#### [EXERCISE]
In the forum thread below about Cowan Lake's horsepower limit, transcribe the passage from "## garhtr (Jan" up to and including "9.9 HP limit.".
[Begin TEXT TO READ]
# Cowan HP restrictions, motor > 9.9 idle or no idle



## BrettSass844 (Apr 25, 2017)

Thread created to keep from hijacking linebacker43's recent post...

It was mentioned in a recent Cowan thread that there is a sign at the boat ramp stating all motors over 9.9 must idle. Can anyone provide any further details on this? I went to double check before booking a cabin for 3 nights next week and cant find any confirmation. I called the marina, they said 9.9 only. They referred me to the boat showroom where another guy had more experience, they said 9.9 only. ODNR watercraft website does not give any details on Cowan as an unlimited HP at idle only. Many others such as Acton are mentioned in this category.

Is this new to this year and they just simply haven't updated any publications? Any details would be appreciated. I don't want to book a cabin until I know for sure. Not doubting CincinnatiBassmaster in the previous thread, the conversation came up with the marina when I called about bait. Now I am on a wild goose chase for confirmation. The guy at the Marina told me that some folks in the 9.9 crowd report to the DNR officers regularly and any use of a motor larger than 9.9 is met with a fine.

http://watercraft.ohiodnr.gov/where-to-boat/inland-lakes

It was my understanding that the new idle only regulations were seen as successful and more lakes would be going to that. What is the reluctance for Cowan if that is the case? I don't get the argument against my 40HP 4 stroke idling around a small lake, but I guess that is a topic for another day...


----------



## MuskyFan (Sep 21, 2016)

The lake is limited to 10 hp. All others can not run their outboard. But you will see 18' Rangers with 9.9 going WOT throwing a big wake. Been that way for a long time. 

We have been trying to get the DNR and Wayercraft division to change to idle only. The last meeting showed exceptional support for it and a weak showing against but it was apparently tabled. It is mostly the sailboat club at the lake that fights it tooth and nail. They don't want to loose the private playground. But you will also see them using 40 hp + outboards as they have a permit. 

So, if you have an engine larger than 10 hp you will need to use your to move around the lake.


----------



## crappiedude (Mar 12, 2006)

I do know that last year it was still posted as a 10 hp restricted lake.
Cowan lost the battle to go unrestricted because the sailboaters association put up such a stink and reversed the decision to go unrestricted on this lake. Some how it doesn't seem quite right to me that the state caters to this one private group on waters that are deemed as public.
You can probably call the park office and get a more official answer.

My bet is it's still a HP restricted lake.

Please keep us posted.

As musky Fan pointed out the sail boat club isn't restricted and neither is the marina. Yesterday we were watching as a pontoon with a 150 was doing a test run. Something just isn't right out there....been that way for years.


----------



## garhtr (Jan 12, 2009)

If there was a change I certainly missed it and if there's a sign posted I certainly walked right past it without noticing it on Friday. Everything I've read says 9.9 HP limit.
Good luck and Good Fishing !


----------



## BrettSass844 (Apr 25, 2017)

Thanks for the info. Just booked a campsite at Indian Lake Monday - Thursday.

That's odd that the sailboat club and marina are exempt. Some of these 9.9 lakes need to get on board here...


----------



## MuskyFan (Sep 21, 2016)
[End TEXT TO READ]
[Begin EXTRACTED MATERIAL]
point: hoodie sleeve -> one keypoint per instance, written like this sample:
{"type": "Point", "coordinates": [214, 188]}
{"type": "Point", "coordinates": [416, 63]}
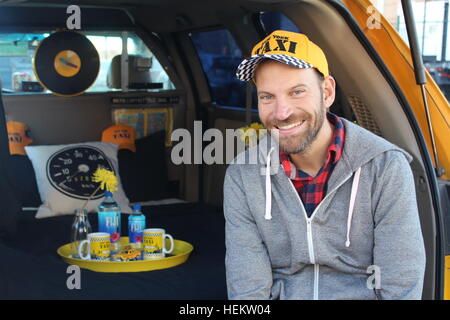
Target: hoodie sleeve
{"type": "Point", "coordinates": [399, 250]}
{"type": "Point", "coordinates": [248, 268]}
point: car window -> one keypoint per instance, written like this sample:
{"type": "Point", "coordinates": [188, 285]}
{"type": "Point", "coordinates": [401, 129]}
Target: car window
{"type": "Point", "coordinates": [220, 56]}
{"type": "Point", "coordinates": [17, 51]}
{"type": "Point", "coordinates": [433, 34]}
{"type": "Point", "coordinates": [274, 20]}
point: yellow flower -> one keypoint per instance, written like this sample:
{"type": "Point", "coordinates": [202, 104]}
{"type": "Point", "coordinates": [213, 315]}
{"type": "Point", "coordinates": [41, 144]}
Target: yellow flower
{"type": "Point", "coordinates": [107, 179]}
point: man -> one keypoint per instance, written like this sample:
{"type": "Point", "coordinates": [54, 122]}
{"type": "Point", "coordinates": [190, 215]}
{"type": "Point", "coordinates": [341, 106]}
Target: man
{"type": "Point", "coordinates": [332, 213]}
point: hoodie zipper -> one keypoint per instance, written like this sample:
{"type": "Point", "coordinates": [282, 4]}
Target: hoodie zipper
{"type": "Point", "coordinates": [312, 258]}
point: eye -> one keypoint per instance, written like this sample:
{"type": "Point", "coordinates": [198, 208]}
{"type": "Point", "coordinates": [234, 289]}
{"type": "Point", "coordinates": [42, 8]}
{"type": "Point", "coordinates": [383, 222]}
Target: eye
{"type": "Point", "coordinates": [265, 97]}
{"type": "Point", "coordinates": [297, 92]}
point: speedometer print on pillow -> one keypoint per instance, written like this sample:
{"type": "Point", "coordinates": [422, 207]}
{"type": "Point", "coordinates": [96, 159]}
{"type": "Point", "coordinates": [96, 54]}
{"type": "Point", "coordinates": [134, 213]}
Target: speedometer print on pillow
{"type": "Point", "coordinates": [70, 171]}
{"type": "Point", "coordinates": [64, 173]}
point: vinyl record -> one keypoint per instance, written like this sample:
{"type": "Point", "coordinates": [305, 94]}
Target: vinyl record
{"type": "Point", "coordinates": [66, 63]}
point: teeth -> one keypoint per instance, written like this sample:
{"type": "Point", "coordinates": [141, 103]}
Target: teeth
{"type": "Point", "coordinates": [291, 125]}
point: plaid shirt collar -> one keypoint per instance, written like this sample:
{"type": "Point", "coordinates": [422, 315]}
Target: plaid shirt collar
{"type": "Point", "coordinates": [334, 149]}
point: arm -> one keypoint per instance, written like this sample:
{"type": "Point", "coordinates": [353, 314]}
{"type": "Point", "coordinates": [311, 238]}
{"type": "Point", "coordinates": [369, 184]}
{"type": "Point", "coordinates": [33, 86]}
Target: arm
{"type": "Point", "coordinates": [399, 249]}
{"type": "Point", "coordinates": [248, 268]}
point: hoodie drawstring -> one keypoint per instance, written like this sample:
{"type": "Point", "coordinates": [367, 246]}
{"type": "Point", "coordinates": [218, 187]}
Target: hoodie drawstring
{"type": "Point", "coordinates": [352, 204]}
{"type": "Point", "coordinates": [268, 215]}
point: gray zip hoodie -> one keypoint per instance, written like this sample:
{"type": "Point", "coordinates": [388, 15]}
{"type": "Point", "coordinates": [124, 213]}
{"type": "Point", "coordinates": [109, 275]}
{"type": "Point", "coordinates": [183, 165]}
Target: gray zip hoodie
{"type": "Point", "coordinates": [363, 241]}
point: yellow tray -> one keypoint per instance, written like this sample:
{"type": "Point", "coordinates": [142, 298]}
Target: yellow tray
{"type": "Point", "coordinates": [180, 254]}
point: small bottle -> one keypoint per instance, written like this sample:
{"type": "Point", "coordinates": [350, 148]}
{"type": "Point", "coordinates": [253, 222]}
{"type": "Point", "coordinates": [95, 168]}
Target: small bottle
{"type": "Point", "coordinates": [79, 231]}
{"type": "Point", "coordinates": [109, 220]}
{"type": "Point", "coordinates": [136, 226]}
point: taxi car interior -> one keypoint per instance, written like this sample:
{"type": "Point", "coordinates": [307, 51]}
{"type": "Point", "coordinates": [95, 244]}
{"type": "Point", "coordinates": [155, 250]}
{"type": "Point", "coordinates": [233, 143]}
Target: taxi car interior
{"type": "Point", "coordinates": [198, 45]}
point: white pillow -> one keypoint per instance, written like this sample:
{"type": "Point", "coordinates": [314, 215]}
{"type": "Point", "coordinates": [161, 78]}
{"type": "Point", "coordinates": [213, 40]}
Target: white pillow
{"type": "Point", "coordinates": [63, 174]}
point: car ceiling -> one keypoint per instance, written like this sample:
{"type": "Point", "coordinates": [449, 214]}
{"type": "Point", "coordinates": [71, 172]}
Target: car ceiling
{"type": "Point", "coordinates": [168, 15]}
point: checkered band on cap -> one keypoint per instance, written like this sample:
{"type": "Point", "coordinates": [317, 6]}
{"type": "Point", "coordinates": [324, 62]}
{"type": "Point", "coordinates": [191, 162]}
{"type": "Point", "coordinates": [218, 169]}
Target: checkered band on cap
{"type": "Point", "coordinates": [246, 70]}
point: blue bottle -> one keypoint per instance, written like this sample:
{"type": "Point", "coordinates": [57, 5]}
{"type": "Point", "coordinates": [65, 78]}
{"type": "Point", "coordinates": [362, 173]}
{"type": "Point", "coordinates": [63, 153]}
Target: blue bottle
{"type": "Point", "coordinates": [136, 226]}
{"type": "Point", "coordinates": [109, 220]}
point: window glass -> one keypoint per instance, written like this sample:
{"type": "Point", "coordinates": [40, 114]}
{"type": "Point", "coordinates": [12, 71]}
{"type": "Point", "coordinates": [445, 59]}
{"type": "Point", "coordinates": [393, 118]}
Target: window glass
{"type": "Point", "coordinates": [273, 20]}
{"type": "Point", "coordinates": [432, 20]}
{"type": "Point", "coordinates": [220, 56]}
{"type": "Point", "coordinates": [17, 51]}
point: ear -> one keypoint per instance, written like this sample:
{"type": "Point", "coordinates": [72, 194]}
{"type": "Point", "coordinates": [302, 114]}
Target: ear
{"type": "Point", "coordinates": [329, 91]}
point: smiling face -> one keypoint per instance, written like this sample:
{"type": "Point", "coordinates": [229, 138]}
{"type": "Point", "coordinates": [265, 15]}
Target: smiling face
{"type": "Point", "coordinates": [292, 103]}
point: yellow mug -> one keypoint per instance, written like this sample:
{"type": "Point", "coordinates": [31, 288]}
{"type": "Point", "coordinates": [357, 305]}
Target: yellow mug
{"type": "Point", "coordinates": [99, 247]}
{"type": "Point", "coordinates": [154, 243]}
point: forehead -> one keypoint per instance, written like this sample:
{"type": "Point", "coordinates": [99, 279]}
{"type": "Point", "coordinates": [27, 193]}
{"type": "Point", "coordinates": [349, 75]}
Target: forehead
{"type": "Point", "coordinates": [273, 73]}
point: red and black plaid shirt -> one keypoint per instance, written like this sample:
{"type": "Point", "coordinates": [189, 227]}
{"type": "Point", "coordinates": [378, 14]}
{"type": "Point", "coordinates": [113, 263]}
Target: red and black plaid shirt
{"type": "Point", "coordinates": [313, 189]}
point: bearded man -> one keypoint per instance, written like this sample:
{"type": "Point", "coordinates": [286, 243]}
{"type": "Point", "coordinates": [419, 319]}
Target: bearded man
{"type": "Point", "coordinates": [329, 211]}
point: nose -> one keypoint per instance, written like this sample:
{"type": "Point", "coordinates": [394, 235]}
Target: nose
{"type": "Point", "coordinates": [283, 109]}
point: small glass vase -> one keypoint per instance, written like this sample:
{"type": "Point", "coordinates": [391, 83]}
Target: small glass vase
{"type": "Point", "coordinates": [79, 231]}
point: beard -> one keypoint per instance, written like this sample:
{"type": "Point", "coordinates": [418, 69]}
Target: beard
{"type": "Point", "coordinates": [299, 143]}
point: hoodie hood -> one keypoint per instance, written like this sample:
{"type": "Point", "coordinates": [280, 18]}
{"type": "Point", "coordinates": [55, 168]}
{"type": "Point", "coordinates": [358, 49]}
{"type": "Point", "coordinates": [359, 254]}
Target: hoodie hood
{"type": "Point", "coordinates": [359, 153]}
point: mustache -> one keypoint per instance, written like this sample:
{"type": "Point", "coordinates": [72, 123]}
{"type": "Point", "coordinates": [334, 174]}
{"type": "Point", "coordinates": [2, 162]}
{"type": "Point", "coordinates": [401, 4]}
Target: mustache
{"type": "Point", "coordinates": [288, 121]}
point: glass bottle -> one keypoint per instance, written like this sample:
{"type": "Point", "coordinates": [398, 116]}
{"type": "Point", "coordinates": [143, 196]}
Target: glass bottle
{"type": "Point", "coordinates": [79, 231]}
{"type": "Point", "coordinates": [109, 216]}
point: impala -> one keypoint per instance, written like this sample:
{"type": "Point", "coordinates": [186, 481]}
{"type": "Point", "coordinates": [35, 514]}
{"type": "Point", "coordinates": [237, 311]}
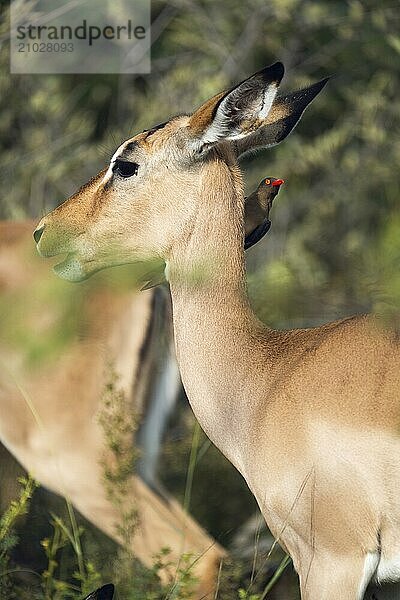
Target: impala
{"type": "Point", "coordinates": [49, 417]}
{"type": "Point", "coordinates": [49, 410]}
{"type": "Point", "coordinates": [310, 417]}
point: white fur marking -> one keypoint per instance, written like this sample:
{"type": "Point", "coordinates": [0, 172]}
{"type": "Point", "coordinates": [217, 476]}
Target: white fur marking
{"type": "Point", "coordinates": [221, 127]}
{"type": "Point", "coordinates": [370, 566]}
{"type": "Point", "coordinates": [118, 151]}
{"type": "Point", "coordinates": [269, 97]}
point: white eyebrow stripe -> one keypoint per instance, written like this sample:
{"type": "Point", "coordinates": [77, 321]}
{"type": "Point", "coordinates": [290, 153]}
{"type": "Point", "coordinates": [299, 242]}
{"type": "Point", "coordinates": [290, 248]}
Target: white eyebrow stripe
{"type": "Point", "coordinates": [114, 157]}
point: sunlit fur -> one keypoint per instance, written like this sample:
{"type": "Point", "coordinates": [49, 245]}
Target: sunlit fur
{"type": "Point", "coordinates": [309, 417]}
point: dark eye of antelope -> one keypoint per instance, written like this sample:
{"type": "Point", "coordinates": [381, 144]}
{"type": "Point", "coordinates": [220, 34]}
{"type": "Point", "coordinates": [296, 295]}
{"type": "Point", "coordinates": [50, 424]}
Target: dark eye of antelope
{"type": "Point", "coordinates": [125, 168]}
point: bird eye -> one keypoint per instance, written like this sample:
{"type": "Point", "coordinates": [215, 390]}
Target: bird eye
{"type": "Point", "coordinates": [125, 168]}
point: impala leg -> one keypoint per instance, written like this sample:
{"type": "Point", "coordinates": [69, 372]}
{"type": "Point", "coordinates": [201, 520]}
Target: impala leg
{"type": "Point", "coordinates": [332, 577]}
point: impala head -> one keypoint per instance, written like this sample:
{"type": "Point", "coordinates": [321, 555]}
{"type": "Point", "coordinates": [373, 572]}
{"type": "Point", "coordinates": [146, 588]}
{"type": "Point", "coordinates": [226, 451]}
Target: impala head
{"type": "Point", "coordinates": [139, 207]}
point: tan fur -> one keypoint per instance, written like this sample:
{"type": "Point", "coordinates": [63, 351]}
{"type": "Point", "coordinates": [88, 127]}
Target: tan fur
{"type": "Point", "coordinates": [309, 417]}
{"type": "Point", "coordinates": [62, 444]}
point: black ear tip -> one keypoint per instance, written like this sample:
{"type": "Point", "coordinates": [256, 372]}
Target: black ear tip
{"type": "Point", "coordinates": [274, 72]}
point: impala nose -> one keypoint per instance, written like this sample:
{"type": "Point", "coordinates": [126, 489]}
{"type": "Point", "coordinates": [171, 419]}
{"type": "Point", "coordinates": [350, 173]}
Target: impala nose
{"type": "Point", "coordinates": [37, 234]}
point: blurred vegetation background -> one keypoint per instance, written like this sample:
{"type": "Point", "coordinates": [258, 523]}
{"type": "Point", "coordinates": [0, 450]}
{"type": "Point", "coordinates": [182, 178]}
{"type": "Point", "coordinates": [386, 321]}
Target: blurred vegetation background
{"type": "Point", "coordinates": [334, 246]}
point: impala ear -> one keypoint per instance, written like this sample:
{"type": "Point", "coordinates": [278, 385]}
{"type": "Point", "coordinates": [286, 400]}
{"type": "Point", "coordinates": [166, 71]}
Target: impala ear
{"type": "Point", "coordinates": [283, 117]}
{"type": "Point", "coordinates": [237, 113]}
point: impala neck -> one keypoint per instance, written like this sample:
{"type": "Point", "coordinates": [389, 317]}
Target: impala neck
{"type": "Point", "coordinates": [213, 322]}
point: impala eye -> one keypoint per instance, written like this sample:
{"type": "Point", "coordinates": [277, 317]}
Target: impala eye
{"type": "Point", "coordinates": [125, 168]}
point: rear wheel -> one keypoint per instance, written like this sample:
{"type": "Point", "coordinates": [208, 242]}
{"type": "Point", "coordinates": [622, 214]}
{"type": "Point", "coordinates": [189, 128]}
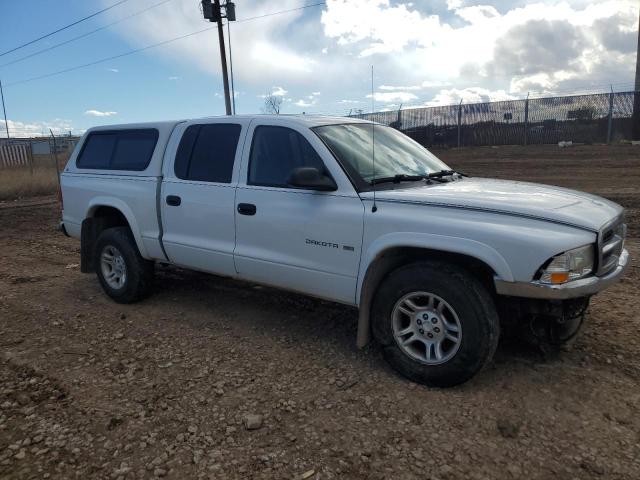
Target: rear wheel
{"type": "Point", "coordinates": [124, 275]}
{"type": "Point", "coordinates": [436, 323]}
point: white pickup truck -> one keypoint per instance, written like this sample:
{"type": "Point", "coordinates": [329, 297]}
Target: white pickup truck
{"type": "Point", "coordinates": [350, 211]}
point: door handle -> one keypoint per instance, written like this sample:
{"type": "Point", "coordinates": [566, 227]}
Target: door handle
{"type": "Point", "coordinates": [247, 209]}
{"type": "Point", "coordinates": [173, 200]}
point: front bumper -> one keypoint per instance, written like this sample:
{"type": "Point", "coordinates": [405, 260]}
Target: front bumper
{"type": "Point", "coordinates": [583, 287]}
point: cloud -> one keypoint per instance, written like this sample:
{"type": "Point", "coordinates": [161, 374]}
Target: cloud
{"type": "Point", "coordinates": [98, 113]}
{"type": "Point", "coordinates": [468, 95]}
{"type": "Point", "coordinates": [59, 126]}
{"type": "Point", "coordinates": [387, 97]}
{"type": "Point", "coordinates": [426, 49]}
{"type": "Point", "coordinates": [537, 46]}
{"type": "Point", "coordinates": [278, 92]}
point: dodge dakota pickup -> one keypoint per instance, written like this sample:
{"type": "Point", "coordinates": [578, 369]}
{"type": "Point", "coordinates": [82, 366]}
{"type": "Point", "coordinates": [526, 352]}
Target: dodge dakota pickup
{"type": "Point", "coordinates": [437, 263]}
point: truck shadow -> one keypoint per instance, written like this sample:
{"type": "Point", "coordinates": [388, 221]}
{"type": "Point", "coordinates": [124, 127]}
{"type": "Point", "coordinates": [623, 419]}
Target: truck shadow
{"type": "Point", "coordinates": [295, 319]}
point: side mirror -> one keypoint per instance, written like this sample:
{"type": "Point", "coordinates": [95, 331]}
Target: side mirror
{"type": "Point", "coordinates": [312, 179]}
[End EXTRACTED MATERIAL]
#### [FINISHED EXERCISE]
## garhtr (Jan 12, 2009)

If there was a change I certainly missed it and if there's a sign posted I certainly walked right past it without noticing it on Friday. Everything I've read says 9.9 HP limit.